Учредительное собрание приступило к выработке Конституции почти одновременно с составлением Декларации. Уже к концу 1789 г.



Собрание обсудило и утвердило основные конституционные принципы, определяющие статус высшего органа законодательной власти, короля, правительства, суда, избирательной системы. Но острая политическая борьба в стране постоянно переключала внимание Собрания на решение других неотложных дел, во многом поэтому конституционная работа утратила необходимую последовательность. Отдельные положения Конституции принимались в виде законов, не всегда согласованных друг с другом. Это побудило Собрание создать особую комиссию по отбору и систематизации конституционных актов. Составленный комиссией свод конституционных законов лег в основу конституционного проекта, который 3 сентября 1791 г. был утвержден Собранием. Вскоре его подписал король, который под давлением нарастающей силы народного движения принес присягу на верность Конституции. Королевская подпись и присяга придали новому строю видимость легальной преемственности, к чему стремились отцы Конституции. Но и они не переоценивали значения преемственности, прекрасно понимая, что вопрос о том, быть или не быть Конституции, уже не зависит от монархии. Это они подчеркнули, указав официальную дату принятия Конституции – 3 сентября, т. е. время утверждения ее Собранием.
☆ ☆ ☆ ☆
◆ Задание 1
Определите и перепишите все строки, в которых встречается слово «dryer», с учетом регистра букв.
☆ ☆ ☆ ☆
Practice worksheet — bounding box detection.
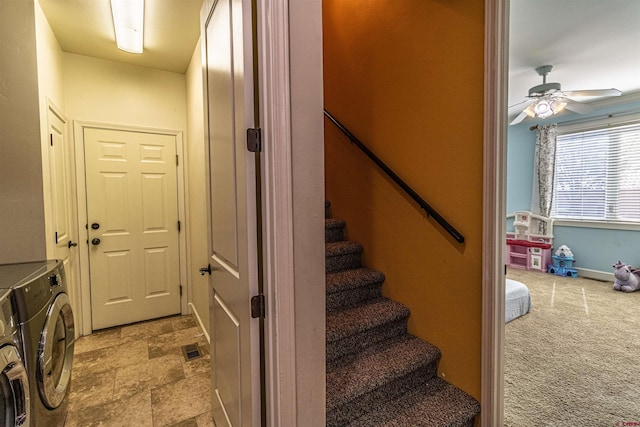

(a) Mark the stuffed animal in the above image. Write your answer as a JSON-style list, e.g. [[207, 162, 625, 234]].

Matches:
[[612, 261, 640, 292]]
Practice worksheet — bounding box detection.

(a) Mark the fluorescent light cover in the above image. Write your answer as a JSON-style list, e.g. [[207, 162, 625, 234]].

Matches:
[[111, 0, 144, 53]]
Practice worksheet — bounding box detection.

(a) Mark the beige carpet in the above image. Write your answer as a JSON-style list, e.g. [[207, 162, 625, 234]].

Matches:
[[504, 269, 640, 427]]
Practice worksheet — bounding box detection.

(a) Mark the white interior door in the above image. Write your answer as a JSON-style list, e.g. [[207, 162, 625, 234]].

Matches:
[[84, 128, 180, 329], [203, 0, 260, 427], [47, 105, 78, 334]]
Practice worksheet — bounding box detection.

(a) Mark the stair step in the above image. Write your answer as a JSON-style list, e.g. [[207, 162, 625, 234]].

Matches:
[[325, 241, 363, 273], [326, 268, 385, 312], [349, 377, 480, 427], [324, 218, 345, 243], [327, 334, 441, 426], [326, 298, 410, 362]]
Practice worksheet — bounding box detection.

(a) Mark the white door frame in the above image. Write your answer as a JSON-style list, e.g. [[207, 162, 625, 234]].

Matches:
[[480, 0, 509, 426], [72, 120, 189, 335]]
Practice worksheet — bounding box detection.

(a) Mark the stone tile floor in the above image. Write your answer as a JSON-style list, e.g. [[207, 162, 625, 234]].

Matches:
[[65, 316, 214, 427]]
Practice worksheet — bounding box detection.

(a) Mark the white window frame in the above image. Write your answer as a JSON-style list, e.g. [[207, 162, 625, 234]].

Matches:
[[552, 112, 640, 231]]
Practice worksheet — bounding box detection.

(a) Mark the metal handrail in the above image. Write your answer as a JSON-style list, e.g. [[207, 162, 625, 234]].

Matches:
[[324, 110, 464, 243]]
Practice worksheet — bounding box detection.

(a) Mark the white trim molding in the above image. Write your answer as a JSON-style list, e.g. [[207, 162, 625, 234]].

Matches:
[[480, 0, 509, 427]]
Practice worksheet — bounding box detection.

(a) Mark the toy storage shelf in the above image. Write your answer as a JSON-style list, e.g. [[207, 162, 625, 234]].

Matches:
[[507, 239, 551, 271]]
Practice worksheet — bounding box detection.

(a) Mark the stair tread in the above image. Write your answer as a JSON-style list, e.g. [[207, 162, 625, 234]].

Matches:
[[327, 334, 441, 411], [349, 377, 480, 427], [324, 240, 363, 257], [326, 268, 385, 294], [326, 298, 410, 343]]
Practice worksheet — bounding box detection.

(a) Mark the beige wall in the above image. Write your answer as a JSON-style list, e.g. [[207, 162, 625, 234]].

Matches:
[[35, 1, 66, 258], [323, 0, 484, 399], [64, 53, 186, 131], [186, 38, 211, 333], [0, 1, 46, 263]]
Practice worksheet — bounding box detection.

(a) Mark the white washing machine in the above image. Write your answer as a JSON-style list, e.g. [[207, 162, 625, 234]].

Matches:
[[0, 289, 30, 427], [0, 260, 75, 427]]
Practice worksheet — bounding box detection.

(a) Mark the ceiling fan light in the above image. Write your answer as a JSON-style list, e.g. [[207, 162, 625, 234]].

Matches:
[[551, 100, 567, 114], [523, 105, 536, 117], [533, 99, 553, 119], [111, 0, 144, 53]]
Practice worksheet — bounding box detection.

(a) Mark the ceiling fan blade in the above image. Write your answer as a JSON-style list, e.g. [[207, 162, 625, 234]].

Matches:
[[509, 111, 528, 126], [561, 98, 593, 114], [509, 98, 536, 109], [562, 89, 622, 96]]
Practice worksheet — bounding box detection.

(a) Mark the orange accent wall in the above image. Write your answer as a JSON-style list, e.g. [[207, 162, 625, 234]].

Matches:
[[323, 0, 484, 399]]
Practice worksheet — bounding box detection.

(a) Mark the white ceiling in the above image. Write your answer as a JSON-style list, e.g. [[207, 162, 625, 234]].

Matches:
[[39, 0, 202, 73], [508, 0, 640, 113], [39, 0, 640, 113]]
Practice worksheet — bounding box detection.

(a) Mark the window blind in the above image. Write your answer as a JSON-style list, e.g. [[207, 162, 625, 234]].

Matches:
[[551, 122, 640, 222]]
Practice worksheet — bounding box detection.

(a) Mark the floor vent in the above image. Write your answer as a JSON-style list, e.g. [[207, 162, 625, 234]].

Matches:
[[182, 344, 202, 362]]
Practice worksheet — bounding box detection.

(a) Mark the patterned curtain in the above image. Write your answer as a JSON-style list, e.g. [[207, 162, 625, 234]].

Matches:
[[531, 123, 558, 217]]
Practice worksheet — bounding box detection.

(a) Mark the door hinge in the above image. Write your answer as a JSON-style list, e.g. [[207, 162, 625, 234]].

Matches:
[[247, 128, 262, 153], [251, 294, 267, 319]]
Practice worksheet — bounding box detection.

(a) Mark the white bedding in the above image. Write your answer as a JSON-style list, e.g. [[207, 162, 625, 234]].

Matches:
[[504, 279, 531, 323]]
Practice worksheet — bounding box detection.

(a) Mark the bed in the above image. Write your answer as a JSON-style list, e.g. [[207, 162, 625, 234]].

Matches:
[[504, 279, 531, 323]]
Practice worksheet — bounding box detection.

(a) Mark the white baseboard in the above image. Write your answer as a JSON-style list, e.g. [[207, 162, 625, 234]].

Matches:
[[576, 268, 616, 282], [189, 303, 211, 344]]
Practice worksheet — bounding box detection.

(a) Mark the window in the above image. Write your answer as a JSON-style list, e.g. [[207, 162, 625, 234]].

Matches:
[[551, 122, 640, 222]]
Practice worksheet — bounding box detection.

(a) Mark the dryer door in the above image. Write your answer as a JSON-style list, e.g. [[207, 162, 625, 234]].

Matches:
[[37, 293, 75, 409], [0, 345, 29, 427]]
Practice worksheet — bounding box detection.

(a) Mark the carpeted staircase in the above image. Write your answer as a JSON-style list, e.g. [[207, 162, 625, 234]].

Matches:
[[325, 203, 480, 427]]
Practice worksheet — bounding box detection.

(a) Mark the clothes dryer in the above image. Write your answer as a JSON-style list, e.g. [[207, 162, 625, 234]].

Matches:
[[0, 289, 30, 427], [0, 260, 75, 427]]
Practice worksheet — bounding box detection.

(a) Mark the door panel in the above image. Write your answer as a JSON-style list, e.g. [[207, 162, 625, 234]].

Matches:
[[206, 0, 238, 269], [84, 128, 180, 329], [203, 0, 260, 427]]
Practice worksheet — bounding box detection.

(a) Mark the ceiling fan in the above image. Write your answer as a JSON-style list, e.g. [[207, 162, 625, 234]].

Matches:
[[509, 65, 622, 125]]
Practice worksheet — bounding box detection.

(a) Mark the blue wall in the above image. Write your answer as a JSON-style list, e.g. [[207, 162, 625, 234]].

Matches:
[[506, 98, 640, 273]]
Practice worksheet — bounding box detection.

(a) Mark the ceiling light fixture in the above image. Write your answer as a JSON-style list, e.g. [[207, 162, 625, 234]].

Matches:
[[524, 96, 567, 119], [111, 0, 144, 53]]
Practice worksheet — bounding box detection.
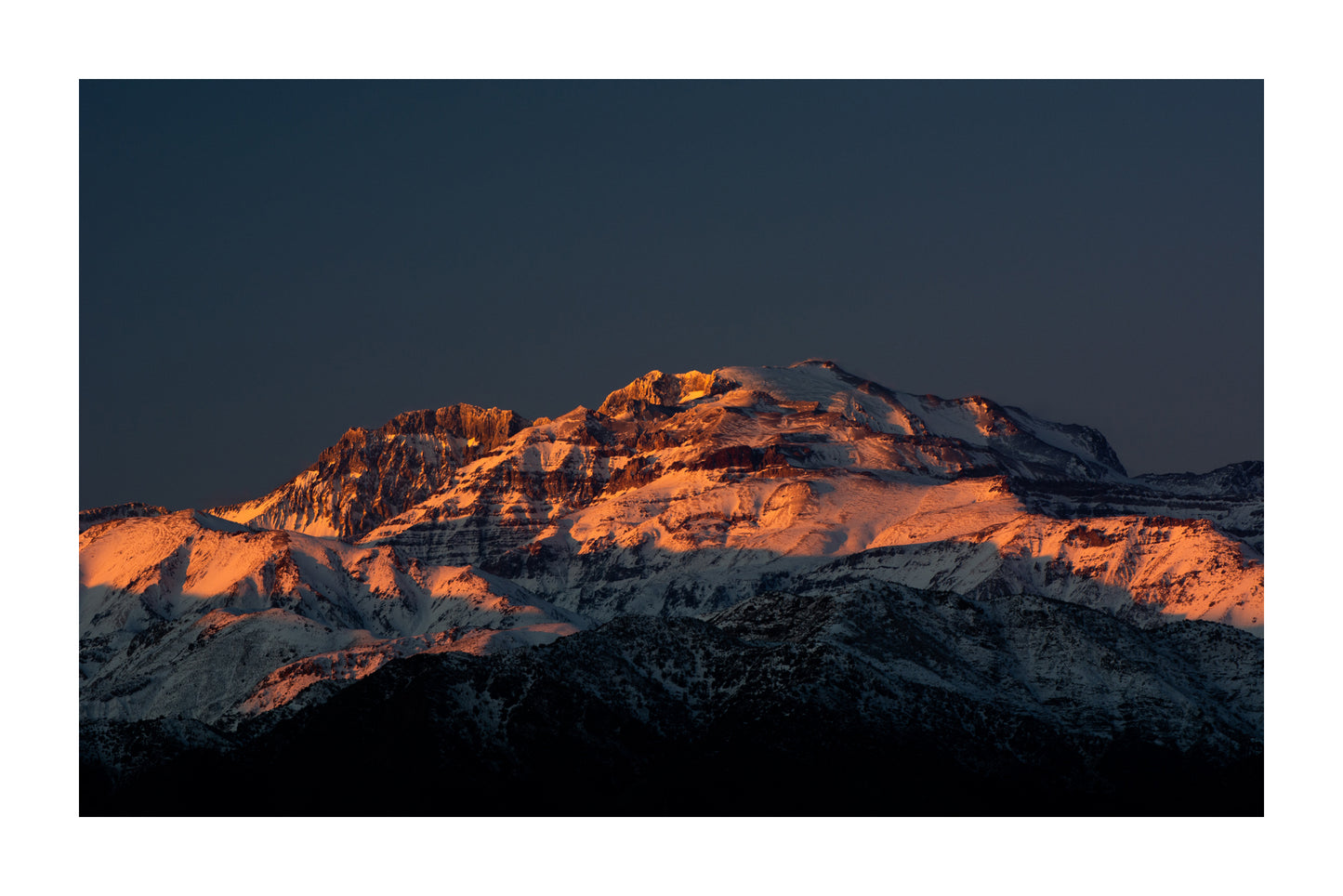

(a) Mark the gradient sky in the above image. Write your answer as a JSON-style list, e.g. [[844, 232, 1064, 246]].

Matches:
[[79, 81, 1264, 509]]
☆ ☆ ☆ ☆
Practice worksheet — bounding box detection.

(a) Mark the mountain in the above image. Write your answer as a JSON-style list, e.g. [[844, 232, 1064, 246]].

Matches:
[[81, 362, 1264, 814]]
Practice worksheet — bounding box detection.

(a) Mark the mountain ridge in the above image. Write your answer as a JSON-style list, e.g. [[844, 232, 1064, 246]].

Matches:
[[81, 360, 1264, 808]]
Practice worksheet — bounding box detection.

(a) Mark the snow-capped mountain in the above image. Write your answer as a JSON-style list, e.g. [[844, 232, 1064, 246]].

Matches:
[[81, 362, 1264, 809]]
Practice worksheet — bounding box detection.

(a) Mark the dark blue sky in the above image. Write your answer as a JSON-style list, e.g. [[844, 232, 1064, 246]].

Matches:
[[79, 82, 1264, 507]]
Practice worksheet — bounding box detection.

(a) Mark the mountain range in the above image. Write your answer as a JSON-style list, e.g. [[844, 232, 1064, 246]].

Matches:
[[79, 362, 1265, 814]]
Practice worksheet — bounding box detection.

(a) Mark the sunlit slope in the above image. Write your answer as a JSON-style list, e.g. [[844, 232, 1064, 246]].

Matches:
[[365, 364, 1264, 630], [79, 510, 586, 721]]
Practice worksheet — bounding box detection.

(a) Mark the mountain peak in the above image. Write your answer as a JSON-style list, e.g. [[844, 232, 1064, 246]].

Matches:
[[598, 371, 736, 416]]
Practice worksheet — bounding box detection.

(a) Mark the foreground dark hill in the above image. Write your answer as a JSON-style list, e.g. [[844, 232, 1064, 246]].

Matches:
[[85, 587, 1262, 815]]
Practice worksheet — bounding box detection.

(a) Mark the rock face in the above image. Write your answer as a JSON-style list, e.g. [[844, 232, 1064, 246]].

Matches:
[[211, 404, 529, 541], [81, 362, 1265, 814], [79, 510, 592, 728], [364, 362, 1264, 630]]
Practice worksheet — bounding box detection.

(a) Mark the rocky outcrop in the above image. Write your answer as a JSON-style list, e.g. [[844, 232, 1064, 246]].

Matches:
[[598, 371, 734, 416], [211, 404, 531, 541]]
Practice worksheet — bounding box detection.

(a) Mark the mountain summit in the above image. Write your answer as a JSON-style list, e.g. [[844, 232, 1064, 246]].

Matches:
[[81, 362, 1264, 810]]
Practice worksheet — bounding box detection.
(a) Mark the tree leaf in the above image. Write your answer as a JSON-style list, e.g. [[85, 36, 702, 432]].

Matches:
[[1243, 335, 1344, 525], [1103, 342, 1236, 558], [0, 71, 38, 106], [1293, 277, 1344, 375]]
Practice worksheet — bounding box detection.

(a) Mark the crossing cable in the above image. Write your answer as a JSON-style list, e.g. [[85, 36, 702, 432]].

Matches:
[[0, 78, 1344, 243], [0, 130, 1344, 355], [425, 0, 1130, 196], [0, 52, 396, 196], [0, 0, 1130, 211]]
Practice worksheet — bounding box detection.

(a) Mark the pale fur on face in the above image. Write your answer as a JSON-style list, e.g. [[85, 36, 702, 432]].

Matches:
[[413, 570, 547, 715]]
☆ ☆ ☆ ☆
◆ Задание 2
Какую дату текст для чтения называет официальной датой принятия Конституции?

◆ Ответ 1
(a) Mark the dryer door in the above image. Write your answer as a JSON-style list, e.g. [[207, 162, 625, 234]].
(a) Mark the clothes dryer in the above image. Write your answer as a JSON-style list, e.g. [[207, 162, 625, 234]].

◆ Ответ 2
3 сентября 1791 г.